(Records from a data collection)
########
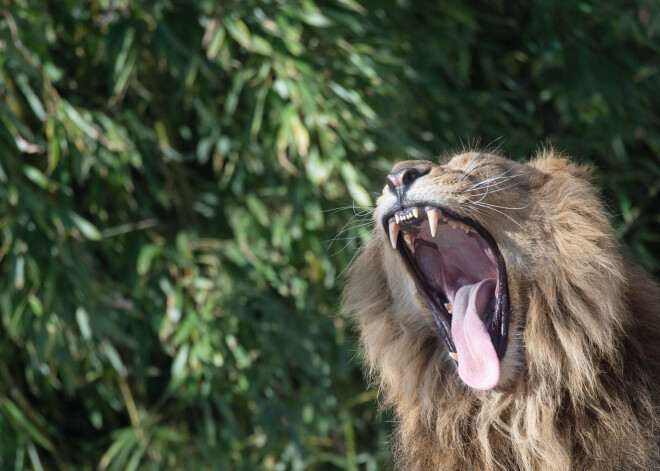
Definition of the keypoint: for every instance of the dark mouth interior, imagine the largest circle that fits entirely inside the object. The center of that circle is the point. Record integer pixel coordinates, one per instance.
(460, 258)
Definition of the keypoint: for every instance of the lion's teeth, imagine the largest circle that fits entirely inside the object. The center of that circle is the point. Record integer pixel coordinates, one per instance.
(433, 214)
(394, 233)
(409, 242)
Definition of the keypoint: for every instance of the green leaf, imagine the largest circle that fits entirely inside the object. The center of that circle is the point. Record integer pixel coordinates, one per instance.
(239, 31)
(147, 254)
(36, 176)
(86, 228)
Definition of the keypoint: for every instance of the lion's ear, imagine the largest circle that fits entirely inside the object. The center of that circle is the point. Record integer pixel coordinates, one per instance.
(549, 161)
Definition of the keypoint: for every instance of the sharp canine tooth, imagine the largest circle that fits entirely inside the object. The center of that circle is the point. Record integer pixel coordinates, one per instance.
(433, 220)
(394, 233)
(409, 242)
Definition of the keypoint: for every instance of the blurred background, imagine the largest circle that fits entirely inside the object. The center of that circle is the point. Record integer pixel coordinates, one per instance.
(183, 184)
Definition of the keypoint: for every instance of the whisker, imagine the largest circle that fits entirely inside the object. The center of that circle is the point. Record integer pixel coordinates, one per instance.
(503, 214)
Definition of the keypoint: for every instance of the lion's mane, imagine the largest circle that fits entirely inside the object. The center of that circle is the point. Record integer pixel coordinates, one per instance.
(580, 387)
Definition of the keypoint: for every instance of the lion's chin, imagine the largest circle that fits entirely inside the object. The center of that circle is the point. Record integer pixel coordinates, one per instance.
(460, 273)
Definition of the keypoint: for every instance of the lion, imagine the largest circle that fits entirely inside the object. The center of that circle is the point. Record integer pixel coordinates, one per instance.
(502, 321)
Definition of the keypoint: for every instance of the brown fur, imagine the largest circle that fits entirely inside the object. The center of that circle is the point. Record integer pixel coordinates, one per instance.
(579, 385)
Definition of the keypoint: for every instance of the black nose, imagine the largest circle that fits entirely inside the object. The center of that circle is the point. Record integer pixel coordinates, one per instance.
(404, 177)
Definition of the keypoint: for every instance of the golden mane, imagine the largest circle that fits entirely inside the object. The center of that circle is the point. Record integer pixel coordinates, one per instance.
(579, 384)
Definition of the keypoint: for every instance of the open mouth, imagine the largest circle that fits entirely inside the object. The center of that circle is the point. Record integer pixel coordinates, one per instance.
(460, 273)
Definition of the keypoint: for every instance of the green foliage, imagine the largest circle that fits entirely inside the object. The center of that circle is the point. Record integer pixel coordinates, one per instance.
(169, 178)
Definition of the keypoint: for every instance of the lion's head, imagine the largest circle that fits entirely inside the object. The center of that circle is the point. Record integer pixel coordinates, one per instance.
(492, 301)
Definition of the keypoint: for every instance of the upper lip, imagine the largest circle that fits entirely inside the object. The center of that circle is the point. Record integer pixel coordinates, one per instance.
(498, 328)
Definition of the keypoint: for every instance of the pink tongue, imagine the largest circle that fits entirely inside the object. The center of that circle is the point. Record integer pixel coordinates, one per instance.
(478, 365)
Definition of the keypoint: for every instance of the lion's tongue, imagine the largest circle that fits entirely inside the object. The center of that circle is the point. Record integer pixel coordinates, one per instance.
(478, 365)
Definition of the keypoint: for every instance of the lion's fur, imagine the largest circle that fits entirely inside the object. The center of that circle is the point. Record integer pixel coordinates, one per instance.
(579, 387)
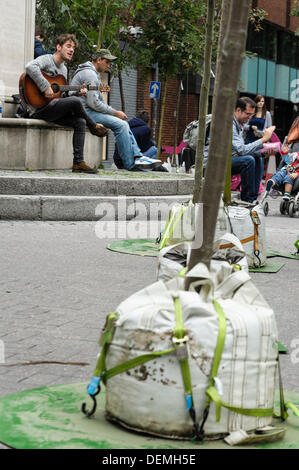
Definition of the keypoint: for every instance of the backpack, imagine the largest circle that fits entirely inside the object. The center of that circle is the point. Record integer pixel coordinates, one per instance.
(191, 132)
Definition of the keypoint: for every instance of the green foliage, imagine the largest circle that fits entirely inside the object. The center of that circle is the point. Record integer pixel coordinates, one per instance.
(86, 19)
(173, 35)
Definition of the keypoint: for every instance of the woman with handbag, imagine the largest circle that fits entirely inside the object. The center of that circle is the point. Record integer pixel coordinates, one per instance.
########
Count the lines in the entries above that contain the string "tongue". Give only the number.

2